[Saved data entries]
════════
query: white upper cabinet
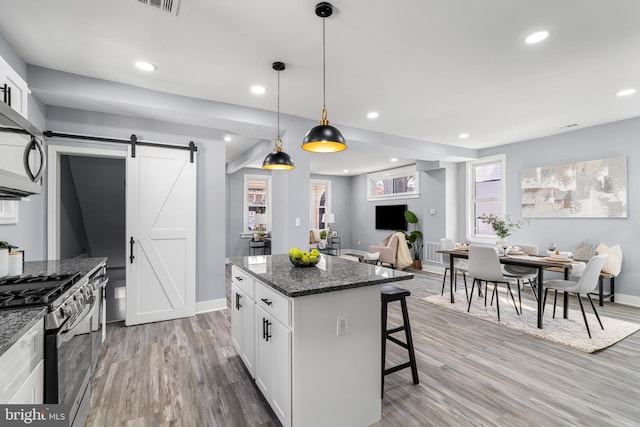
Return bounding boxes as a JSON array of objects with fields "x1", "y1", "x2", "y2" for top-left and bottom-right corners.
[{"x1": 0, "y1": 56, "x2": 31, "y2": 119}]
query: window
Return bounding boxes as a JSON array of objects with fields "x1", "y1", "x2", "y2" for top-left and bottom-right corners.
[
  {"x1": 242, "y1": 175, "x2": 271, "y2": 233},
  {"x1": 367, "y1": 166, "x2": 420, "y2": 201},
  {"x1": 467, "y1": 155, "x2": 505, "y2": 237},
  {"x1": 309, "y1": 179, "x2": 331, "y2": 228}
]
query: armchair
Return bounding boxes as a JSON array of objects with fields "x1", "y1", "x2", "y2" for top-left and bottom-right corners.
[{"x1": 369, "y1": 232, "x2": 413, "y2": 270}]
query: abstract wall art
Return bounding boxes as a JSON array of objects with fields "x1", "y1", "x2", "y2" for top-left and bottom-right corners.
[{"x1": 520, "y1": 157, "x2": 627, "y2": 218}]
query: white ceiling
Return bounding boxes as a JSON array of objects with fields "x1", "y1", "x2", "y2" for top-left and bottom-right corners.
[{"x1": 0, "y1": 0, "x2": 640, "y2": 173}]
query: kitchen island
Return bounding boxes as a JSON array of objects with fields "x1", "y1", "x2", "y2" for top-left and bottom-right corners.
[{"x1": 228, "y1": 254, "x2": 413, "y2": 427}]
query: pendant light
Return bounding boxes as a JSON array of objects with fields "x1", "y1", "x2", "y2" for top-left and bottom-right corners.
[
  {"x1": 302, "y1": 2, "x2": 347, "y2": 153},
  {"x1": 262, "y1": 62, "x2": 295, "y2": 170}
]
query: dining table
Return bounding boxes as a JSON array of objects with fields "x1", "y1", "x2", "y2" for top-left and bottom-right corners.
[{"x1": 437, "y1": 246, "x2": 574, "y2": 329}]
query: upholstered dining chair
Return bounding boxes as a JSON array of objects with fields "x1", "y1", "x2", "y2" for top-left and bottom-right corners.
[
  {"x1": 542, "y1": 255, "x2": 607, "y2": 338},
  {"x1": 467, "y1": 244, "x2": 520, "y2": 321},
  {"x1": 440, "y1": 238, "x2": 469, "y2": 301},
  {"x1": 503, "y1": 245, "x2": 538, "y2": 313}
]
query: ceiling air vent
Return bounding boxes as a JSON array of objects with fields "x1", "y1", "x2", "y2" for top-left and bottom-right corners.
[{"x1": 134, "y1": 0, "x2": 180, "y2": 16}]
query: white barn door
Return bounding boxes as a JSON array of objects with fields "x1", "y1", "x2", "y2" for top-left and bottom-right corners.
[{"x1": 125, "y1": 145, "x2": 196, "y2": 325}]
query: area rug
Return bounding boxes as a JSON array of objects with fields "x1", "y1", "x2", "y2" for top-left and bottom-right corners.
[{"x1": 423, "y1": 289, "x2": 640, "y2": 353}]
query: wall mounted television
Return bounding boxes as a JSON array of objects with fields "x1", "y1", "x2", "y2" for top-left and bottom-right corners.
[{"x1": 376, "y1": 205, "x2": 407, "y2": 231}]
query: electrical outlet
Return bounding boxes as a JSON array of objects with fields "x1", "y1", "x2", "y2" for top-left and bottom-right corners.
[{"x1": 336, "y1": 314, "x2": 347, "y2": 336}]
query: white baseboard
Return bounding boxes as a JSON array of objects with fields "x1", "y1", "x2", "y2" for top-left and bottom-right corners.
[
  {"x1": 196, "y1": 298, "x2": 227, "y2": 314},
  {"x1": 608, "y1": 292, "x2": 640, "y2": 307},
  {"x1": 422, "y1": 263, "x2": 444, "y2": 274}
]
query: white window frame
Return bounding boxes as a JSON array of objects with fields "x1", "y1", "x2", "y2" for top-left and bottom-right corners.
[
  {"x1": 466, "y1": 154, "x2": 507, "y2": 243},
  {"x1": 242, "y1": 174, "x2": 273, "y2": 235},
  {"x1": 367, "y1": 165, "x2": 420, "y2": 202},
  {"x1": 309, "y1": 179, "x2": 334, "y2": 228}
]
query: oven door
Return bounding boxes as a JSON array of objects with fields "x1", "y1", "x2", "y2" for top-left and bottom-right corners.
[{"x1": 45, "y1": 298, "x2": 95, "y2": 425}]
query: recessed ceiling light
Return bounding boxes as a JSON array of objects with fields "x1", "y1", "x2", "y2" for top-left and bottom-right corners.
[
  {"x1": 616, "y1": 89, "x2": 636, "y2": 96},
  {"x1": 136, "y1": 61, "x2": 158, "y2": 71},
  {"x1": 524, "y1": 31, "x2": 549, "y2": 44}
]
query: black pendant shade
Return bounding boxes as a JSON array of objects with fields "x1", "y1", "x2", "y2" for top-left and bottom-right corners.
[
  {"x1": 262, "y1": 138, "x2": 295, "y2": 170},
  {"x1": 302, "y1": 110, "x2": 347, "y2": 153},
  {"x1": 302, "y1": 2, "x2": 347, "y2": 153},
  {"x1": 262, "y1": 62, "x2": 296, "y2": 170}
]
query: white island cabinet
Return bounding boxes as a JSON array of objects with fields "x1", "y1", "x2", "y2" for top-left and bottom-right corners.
════════
» WHAT YOU NEED TO DO
Filter the material above and copy each line that contains the string "island".

» THE REPLY
query: kitchen island
query: white island cabinet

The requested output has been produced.